労務費とは

労務費とは?人件費との違い・内訳・計算方法・労務費率まで初心者向けに徹底解説

労務費は、製造業や建設業など「ものづくり」に関わる企業にとって極めて重要なコストです。
しかし「人件費と何が違うの?」「直接労務費と間接労務費ってどう区別するの?」と悩む経理担当者は少なくありません。

この記事では、日本の会計制度・原価計算の実務経験にもとづき、労務費の意味、人件費との違い、内訳、計算方法、労務費率 をわかりやすく解説します。
これから原価管理を強化したい企業や、経理初心者の方にも役立つ内容です。

労務費とは?(基礎の理解)

労務費とは 製品の製造に直接・間接的に必要な“人の労働に対するコスト” を指します。

ポイントは次の2つです。

  • 製造部門の従業員に対して発生する給与・手当が対象

  • 製造原価として扱われ、販売費及び一般管理費とは区別される

同じ給料でも、営業・管理部門は「人件費」
製造部門は「労務費」 と扱いが異なる点に注意しましょう。

直接労務費とは?

直接労務費とは、特定の製品の製造に直接結びつく作業に対して支払われる賃金 のことです。

例:

  • 組立作業員の作業時間に対する賃金

  • 製品を加工する職人の賃金

製品1個あたりの原価を計算する際、一番わかりやすく数量化できる労務コストです。

間接労務費とは?

間接労務費とは、製造に関わるが、特定製品への直接対応ができない労働コストです。

主な例は次のとおり。

  • 間接作業賃金:修繕・準備作業など直接生産に当たらない作業

  • 間接工賃金:工場の清掃員や運搬係などの賃金

  • 手待賃金:停電・部材不足等で作業ができない時間の賃金

  • 休業賃金:会社都合の休業に伴う支給

  • 給料:工場長・ライン管理者などの給与

  • 賞与・各種手当:通勤手当、住宅手当など

  • 退職給付費用:製造部門の従業員に対応する部分

  • 法定福利費:社会保険料の会社負担分

直接労務費以外の製造部門のコストは、基本的に間接労務費と考えると整理しやすいです。

· · · · ·

# 作業内容:
本文のうち、「これから原価管理を強化したい企業や、経理初心者の方にも役立つ内容です。」を含む語句で始まり「製造部門は「労務費」 と扱いが異なる点に注意しましょう。」で終わる部分を、「製造部門」を「生産部門」に置き換えて記してください。 データはこの作業では使用いたしません。

# データ抜粋:
· · · · ·

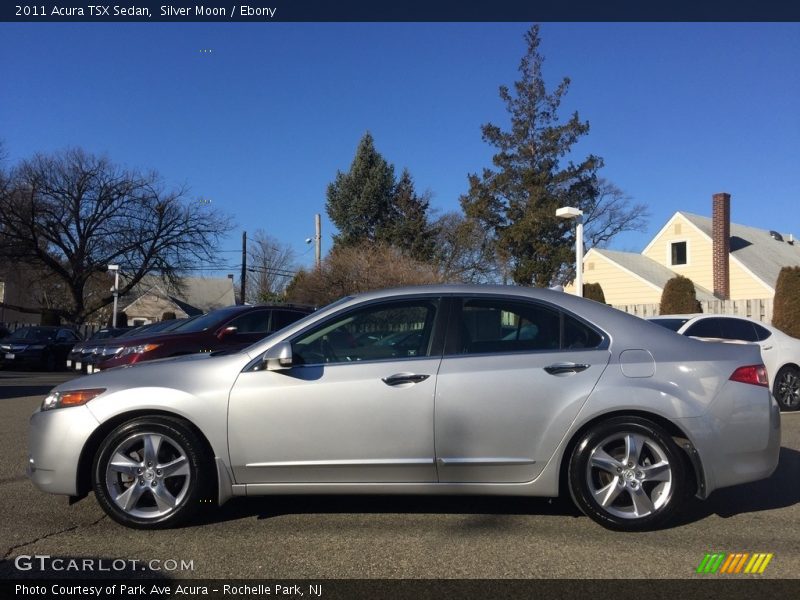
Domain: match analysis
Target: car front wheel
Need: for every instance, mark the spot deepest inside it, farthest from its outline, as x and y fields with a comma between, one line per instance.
x=151, y=473
x=627, y=474
x=787, y=388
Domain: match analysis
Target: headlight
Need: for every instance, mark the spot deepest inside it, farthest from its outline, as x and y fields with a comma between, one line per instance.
x=70, y=398
x=140, y=349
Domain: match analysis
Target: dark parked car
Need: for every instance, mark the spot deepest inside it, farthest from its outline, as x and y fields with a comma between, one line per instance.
x=226, y=329
x=76, y=359
x=38, y=346
x=102, y=349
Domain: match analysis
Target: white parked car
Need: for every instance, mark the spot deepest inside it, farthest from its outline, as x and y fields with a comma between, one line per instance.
x=780, y=352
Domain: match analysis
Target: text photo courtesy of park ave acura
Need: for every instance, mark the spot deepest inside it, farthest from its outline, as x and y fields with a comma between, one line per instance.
x=349, y=300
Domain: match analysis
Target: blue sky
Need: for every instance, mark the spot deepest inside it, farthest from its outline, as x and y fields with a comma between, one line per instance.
x=261, y=123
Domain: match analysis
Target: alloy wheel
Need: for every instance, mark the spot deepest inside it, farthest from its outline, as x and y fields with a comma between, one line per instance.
x=629, y=475
x=148, y=475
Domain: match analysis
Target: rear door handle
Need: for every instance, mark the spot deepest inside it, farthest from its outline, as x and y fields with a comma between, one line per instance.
x=559, y=368
x=401, y=378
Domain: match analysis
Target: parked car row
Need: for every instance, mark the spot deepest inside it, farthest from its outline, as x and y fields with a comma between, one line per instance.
x=223, y=330
x=40, y=346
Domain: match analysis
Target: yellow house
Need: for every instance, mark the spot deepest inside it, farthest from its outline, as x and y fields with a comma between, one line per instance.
x=725, y=260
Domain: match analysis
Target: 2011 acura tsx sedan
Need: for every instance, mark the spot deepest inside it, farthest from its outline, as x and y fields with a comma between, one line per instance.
x=421, y=390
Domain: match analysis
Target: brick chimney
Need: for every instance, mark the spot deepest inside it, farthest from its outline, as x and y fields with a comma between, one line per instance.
x=721, y=236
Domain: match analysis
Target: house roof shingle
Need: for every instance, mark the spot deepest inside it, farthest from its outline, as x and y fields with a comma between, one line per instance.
x=755, y=248
x=648, y=269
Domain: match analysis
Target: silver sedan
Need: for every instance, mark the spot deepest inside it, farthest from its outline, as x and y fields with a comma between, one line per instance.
x=425, y=390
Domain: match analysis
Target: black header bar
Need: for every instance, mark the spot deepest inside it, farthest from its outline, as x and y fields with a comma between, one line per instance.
x=270, y=11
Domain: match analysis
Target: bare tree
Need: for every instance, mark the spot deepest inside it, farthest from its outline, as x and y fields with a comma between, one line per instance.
x=353, y=269
x=270, y=268
x=610, y=214
x=72, y=213
x=465, y=252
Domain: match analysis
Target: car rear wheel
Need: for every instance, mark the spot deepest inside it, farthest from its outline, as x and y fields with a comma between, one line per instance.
x=627, y=474
x=787, y=388
x=151, y=473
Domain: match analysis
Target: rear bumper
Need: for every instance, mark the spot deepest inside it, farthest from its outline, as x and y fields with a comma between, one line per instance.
x=739, y=439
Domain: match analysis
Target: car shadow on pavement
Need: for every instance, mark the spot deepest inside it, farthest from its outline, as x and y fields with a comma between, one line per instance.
x=781, y=490
x=266, y=507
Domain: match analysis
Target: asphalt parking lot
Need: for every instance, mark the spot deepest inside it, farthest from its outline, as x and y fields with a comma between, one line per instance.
x=388, y=537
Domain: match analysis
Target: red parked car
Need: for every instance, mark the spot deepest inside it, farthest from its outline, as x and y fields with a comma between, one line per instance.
x=230, y=329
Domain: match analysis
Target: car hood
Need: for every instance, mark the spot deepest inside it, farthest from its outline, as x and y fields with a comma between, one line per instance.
x=189, y=373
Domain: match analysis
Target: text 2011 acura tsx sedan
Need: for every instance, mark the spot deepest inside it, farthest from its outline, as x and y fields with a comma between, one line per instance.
x=495, y=390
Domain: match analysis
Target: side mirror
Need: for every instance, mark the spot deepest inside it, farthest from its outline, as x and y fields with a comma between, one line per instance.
x=223, y=333
x=278, y=357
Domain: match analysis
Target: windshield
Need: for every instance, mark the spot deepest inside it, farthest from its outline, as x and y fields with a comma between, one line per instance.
x=180, y=324
x=673, y=324
x=204, y=322
x=33, y=334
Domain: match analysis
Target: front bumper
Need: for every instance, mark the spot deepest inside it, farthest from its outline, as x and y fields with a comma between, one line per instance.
x=55, y=442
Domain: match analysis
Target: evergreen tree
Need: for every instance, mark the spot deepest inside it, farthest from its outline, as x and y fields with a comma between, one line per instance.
x=517, y=199
x=360, y=201
x=367, y=205
x=408, y=228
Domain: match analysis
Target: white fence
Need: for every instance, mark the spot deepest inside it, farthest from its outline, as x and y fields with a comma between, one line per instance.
x=759, y=308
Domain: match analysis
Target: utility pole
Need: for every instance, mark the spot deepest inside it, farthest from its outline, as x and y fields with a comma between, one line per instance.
x=244, y=265
x=115, y=270
x=318, y=241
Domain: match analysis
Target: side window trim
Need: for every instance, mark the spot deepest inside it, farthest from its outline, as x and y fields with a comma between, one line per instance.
x=457, y=302
x=435, y=339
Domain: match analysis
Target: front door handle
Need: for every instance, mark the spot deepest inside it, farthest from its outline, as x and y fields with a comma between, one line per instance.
x=559, y=368
x=401, y=378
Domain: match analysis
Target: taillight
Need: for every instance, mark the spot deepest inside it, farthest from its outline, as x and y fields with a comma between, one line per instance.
x=753, y=374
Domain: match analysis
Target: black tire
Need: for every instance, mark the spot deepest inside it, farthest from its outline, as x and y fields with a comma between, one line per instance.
x=627, y=474
x=787, y=388
x=134, y=491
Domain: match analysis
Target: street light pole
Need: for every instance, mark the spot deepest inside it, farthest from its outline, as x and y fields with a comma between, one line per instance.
x=317, y=241
x=114, y=269
x=568, y=212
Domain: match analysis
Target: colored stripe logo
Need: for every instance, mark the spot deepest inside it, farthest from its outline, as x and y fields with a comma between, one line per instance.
x=735, y=563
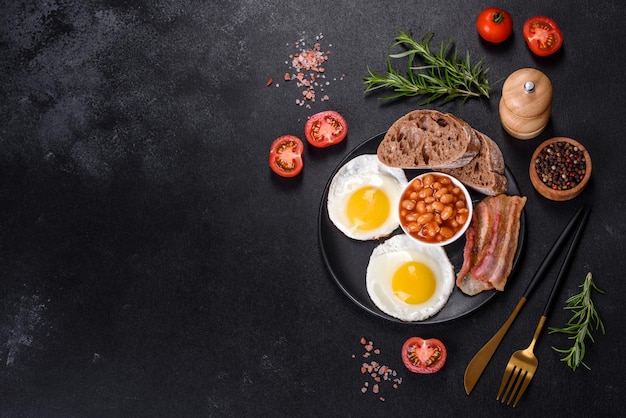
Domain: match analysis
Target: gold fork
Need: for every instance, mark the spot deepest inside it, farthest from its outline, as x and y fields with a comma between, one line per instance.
x=523, y=364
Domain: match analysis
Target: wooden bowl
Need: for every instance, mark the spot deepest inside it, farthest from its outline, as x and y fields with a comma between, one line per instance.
x=560, y=190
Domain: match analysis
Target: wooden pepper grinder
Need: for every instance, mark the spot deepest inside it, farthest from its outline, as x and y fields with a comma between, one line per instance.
x=526, y=103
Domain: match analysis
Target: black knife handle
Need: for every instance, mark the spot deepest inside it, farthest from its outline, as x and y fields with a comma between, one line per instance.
x=549, y=258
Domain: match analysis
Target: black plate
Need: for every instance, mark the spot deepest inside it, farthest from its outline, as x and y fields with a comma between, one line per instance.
x=347, y=259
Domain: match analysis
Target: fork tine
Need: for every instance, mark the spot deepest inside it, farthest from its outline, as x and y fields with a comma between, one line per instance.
x=519, y=378
x=527, y=378
x=505, y=379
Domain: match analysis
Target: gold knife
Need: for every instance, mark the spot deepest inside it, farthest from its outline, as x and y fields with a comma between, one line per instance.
x=479, y=362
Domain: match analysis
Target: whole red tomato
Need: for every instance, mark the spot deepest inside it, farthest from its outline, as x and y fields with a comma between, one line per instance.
x=494, y=24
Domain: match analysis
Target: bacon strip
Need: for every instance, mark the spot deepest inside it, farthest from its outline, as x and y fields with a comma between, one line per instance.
x=491, y=243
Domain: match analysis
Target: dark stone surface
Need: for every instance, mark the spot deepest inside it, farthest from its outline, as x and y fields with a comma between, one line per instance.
x=152, y=265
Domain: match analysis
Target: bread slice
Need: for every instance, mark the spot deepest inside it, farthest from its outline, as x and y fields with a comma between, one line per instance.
x=428, y=139
x=485, y=173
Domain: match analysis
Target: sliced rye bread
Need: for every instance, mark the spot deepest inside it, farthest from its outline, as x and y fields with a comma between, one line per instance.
x=485, y=173
x=428, y=139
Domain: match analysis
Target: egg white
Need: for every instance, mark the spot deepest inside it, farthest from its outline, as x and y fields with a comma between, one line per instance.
x=387, y=257
x=359, y=172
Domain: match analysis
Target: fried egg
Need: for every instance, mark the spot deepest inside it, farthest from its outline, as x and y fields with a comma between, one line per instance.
x=408, y=280
x=363, y=196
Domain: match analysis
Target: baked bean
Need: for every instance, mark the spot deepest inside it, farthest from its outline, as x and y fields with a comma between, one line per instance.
x=424, y=193
x=425, y=218
x=446, y=232
x=413, y=227
x=432, y=228
x=447, y=212
x=427, y=180
x=447, y=198
x=441, y=192
x=438, y=206
x=433, y=208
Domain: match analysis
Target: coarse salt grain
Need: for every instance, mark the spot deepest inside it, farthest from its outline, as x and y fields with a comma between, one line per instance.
x=379, y=374
x=307, y=69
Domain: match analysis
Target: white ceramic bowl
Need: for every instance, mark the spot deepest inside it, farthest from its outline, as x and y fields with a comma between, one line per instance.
x=438, y=198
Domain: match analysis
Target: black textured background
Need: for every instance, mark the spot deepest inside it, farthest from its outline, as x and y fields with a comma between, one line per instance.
x=152, y=265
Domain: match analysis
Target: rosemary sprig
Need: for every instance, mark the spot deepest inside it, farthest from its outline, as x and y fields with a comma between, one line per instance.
x=444, y=74
x=584, y=319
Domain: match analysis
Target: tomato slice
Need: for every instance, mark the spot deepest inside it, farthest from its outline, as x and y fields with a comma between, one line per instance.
x=325, y=129
x=424, y=356
x=543, y=35
x=494, y=24
x=286, y=156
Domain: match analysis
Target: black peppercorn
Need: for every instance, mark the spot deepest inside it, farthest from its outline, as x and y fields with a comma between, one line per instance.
x=561, y=165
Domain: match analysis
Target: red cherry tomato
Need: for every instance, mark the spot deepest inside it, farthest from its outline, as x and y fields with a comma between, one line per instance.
x=494, y=24
x=542, y=35
x=325, y=128
x=286, y=156
x=424, y=356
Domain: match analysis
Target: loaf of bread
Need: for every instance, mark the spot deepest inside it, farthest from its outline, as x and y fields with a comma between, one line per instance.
x=428, y=139
x=485, y=173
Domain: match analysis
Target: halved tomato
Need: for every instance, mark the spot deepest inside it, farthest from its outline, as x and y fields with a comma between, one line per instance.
x=325, y=128
x=542, y=35
x=424, y=356
x=286, y=156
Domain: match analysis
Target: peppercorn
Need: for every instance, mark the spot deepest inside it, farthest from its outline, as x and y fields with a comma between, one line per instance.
x=561, y=165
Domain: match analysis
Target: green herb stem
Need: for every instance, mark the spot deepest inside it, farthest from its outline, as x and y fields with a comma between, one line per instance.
x=442, y=75
x=584, y=318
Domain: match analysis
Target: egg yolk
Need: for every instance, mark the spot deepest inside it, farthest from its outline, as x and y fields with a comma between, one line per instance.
x=368, y=208
x=413, y=283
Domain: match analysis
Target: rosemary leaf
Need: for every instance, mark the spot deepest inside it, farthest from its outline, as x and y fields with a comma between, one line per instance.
x=443, y=75
x=584, y=319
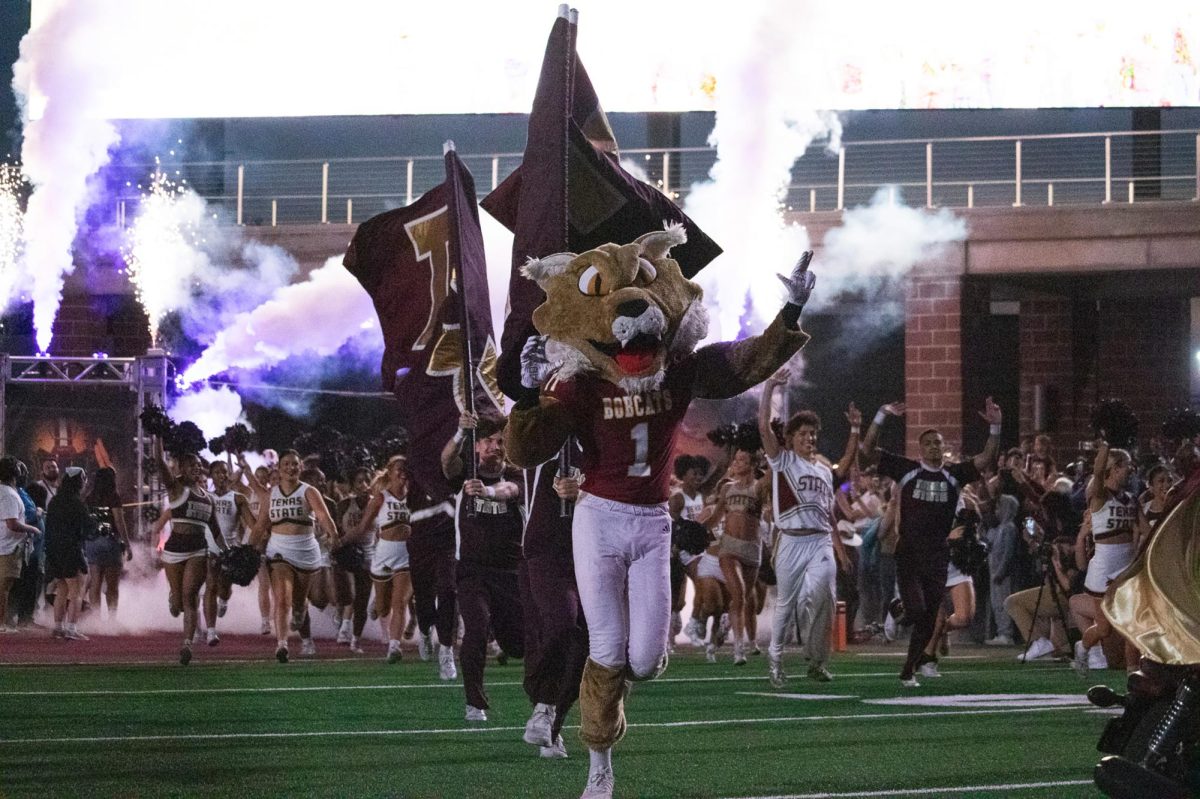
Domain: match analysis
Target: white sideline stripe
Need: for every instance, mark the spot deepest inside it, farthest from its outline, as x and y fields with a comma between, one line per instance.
x=454, y=731
x=454, y=684
x=922, y=792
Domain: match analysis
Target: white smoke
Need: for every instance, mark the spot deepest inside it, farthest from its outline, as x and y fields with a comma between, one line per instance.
x=315, y=317
x=762, y=127
x=64, y=70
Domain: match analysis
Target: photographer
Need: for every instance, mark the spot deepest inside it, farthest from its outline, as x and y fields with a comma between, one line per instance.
x=1044, y=618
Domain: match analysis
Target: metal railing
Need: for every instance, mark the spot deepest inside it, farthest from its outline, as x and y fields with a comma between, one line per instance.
x=966, y=172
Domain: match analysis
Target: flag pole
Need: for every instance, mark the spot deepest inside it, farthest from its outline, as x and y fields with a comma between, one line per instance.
x=567, y=506
x=450, y=158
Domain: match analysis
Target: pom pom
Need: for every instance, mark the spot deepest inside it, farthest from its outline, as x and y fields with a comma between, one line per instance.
x=184, y=439
x=1115, y=422
x=239, y=439
x=155, y=421
x=240, y=564
x=1182, y=424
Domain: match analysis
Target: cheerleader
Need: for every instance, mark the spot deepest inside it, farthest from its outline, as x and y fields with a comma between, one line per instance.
x=388, y=510
x=286, y=532
x=186, y=550
x=233, y=520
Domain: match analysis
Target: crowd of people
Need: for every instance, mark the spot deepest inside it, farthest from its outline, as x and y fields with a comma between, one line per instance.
x=1003, y=546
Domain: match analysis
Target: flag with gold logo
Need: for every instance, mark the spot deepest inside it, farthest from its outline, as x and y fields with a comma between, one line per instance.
x=425, y=271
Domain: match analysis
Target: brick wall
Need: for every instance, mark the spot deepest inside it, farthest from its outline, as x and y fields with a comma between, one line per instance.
x=934, y=356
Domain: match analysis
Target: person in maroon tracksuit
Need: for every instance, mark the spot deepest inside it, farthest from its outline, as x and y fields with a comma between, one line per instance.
x=556, y=632
x=489, y=523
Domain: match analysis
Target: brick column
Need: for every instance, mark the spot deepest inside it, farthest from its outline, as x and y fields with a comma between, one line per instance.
x=934, y=356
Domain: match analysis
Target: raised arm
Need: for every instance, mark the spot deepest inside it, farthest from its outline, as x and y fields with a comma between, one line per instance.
x=869, y=449
x=855, y=416
x=993, y=415
x=769, y=445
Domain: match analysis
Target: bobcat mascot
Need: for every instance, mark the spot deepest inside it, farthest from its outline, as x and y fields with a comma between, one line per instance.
x=616, y=367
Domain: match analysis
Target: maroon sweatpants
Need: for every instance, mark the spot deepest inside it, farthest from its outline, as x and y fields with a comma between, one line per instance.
x=490, y=604
x=431, y=565
x=556, y=634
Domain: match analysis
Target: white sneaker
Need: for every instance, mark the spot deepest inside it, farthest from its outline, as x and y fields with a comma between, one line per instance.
x=723, y=629
x=695, y=632
x=447, y=670
x=556, y=751
x=1079, y=662
x=600, y=785
x=1039, y=648
x=539, y=726
x=775, y=673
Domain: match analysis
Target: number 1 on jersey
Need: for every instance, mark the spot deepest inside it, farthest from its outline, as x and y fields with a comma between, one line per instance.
x=641, y=436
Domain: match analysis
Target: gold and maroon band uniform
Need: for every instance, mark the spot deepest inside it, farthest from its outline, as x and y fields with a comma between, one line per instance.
x=556, y=634
x=489, y=552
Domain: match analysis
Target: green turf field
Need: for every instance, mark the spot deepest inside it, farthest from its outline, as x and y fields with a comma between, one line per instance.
x=363, y=728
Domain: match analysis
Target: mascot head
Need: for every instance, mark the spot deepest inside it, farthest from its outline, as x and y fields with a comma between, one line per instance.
x=621, y=311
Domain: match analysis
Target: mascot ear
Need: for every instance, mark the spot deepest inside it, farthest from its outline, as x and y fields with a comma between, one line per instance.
x=658, y=244
x=541, y=269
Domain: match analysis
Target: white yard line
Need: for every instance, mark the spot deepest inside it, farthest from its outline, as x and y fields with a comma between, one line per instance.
x=454, y=731
x=924, y=792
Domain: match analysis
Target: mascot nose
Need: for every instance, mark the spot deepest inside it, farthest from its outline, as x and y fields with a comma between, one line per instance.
x=633, y=308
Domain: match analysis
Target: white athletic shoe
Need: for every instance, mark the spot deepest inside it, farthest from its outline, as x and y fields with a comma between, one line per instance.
x=695, y=632
x=775, y=673
x=539, y=726
x=556, y=751
x=723, y=629
x=1081, y=659
x=447, y=670
x=1039, y=648
x=600, y=785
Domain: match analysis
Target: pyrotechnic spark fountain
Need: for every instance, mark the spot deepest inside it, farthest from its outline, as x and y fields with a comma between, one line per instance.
x=162, y=247
x=12, y=234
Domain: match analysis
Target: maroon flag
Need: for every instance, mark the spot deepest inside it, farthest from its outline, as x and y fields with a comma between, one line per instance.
x=424, y=268
x=570, y=193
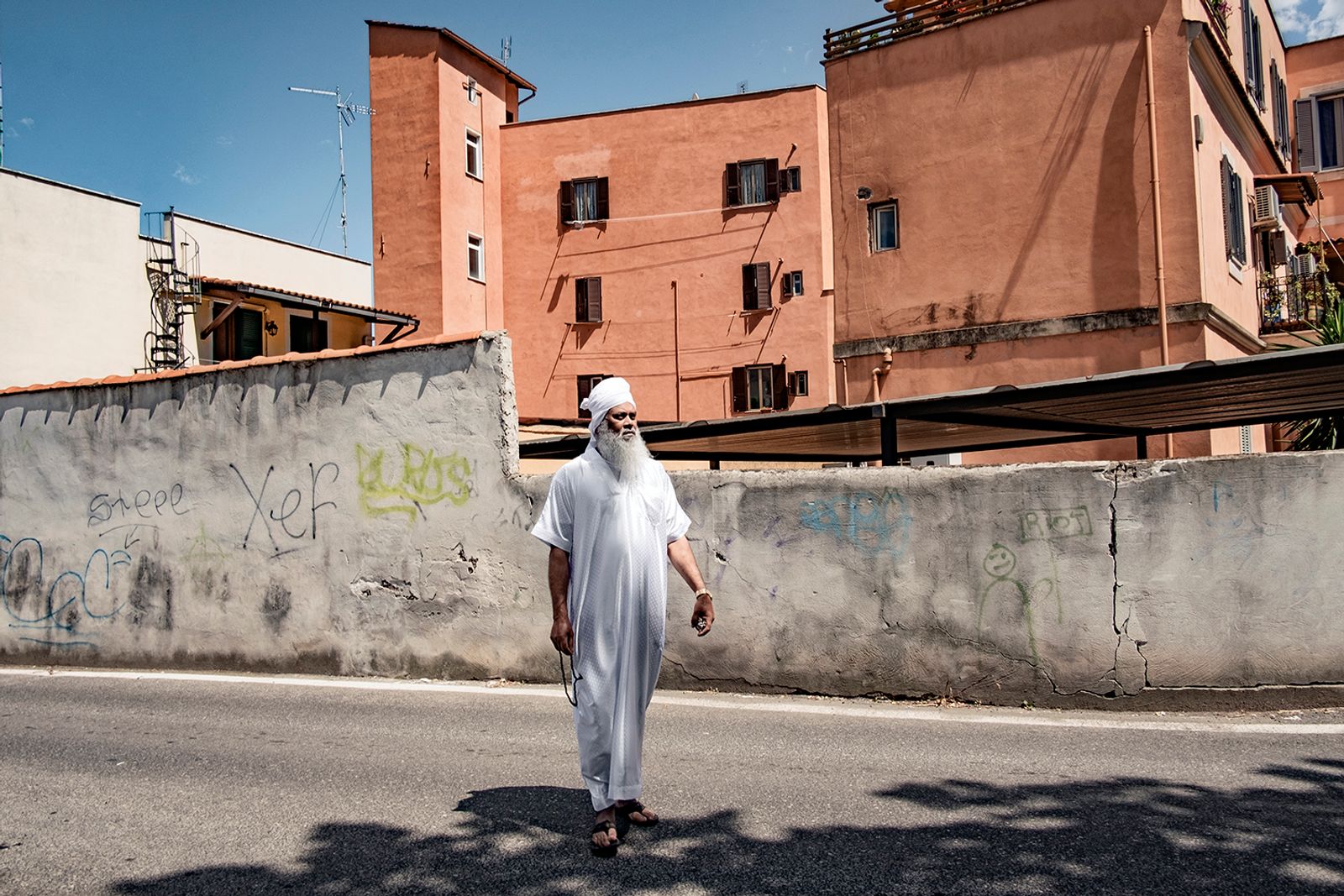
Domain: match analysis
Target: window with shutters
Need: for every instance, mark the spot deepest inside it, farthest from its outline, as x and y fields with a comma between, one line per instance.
x=476, y=257
x=584, y=201
x=586, y=382
x=239, y=338
x=1234, y=214
x=307, y=333
x=759, y=387
x=756, y=286
x=475, y=165
x=799, y=383
x=884, y=228
x=588, y=300
x=1252, y=53
x=1278, y=92
x=752, y=183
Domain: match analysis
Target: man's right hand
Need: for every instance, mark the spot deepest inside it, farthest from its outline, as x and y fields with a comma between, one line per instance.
x=562, y=636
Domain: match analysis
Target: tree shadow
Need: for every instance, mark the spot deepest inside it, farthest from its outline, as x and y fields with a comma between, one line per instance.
x=1100, y=836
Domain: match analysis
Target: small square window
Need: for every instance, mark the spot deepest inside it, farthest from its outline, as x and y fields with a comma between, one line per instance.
x=884, y=228
x=799, y=383
x=476, y=257
x=474, y=155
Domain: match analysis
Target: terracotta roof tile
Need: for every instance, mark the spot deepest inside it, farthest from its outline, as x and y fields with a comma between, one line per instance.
x=121, y=379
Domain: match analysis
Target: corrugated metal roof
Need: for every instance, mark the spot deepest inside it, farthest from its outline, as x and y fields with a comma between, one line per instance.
x=273, y=293
x=1263, y=389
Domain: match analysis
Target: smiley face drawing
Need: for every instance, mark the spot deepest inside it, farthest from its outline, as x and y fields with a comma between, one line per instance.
x=1000, y=563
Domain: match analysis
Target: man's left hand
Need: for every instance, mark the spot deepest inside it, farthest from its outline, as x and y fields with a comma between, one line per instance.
x=703, y=610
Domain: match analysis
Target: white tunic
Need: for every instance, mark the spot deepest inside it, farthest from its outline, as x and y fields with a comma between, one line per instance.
x=616, y=537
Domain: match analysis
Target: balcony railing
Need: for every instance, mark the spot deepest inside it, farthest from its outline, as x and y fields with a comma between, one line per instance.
x=1294, y=302
x=914, y=19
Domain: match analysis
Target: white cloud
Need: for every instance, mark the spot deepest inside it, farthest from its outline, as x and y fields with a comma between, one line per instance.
x=1310, y=19
x=1328, y=22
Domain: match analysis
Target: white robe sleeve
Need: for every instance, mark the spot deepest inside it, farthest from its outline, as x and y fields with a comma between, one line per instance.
x=675, y=521
x=555, y=526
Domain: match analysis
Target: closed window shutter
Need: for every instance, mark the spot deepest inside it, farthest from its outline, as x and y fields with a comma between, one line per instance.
x=763, y=282
x=595, y=298
x=1226, y=172
x=602, y=206
x=566, y=202
x=739, y=390
x=780, y=391
x=249, y=333
x=1249, y=53
x=1305, y=134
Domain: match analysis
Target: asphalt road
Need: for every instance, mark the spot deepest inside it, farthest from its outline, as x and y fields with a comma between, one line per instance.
x=233, y=785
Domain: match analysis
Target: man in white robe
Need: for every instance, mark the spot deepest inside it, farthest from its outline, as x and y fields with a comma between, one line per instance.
x=613, y=524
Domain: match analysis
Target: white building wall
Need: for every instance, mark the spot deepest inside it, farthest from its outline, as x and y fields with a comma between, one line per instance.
x=228, y=253
x=74, y=300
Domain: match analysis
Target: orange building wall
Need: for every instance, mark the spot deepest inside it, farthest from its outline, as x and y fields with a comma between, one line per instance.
x=407, y=175
x=1018, y=149
x=1316, y=67
x=425, y=203
x=669, y=244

· · · · ·

# 模範解答:
これから原価管理を強化したい企業や、経理初心者の方にも役立つ内容です。

労務費とは?(基礎の理解)

労務費とは 製品の製造に直接・間接的に必要な“人の労働に対するコスト” を指します。

ポイントは次の2つです。

  • 生産部門の従業員に対して発生する給与・手当が対象

  • 製造原価として扱われ、販売費及び一般管理費とは区別される

同じ給料でも、営業・管理部門は「人件費」
生産部門は「労務費」 と扱いが異なる点に注意しましょう。